*Exercise brief:* I would like every line of the records below that contains the word "glow" copied.
-------- Material to process
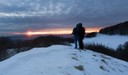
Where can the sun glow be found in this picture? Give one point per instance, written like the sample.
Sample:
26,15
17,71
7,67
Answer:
55,31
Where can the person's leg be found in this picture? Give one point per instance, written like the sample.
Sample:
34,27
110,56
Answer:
75,41
81,44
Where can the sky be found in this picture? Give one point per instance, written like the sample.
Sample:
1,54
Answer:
17,16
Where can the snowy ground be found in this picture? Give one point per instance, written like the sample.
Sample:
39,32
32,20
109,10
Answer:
62,60
111,41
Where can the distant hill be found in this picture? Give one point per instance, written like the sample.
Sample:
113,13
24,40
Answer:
121,28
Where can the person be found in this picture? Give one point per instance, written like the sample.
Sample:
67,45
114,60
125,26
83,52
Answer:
79,33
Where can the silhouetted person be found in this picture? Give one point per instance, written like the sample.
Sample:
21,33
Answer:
79,33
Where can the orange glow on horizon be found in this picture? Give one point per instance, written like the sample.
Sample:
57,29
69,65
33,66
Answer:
55,31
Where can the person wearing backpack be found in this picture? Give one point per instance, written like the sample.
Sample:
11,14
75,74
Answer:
79,33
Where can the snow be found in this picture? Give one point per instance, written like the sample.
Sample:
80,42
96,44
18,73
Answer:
62,60
111,41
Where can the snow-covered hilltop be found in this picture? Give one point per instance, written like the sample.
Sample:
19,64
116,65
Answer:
62,60
111,41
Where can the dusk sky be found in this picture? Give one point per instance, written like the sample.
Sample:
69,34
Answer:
43,15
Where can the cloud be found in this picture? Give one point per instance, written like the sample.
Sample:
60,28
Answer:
20,15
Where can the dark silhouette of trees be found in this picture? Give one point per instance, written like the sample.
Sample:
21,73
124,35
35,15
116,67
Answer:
5,43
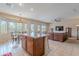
----------------
*Solution for this exercise:*
Where can the sun glow be found in this picture? Give one point per instance, written like the sample.
Where can the orange glow on horizon be found in this picture? Give one point per instance, written like the sample.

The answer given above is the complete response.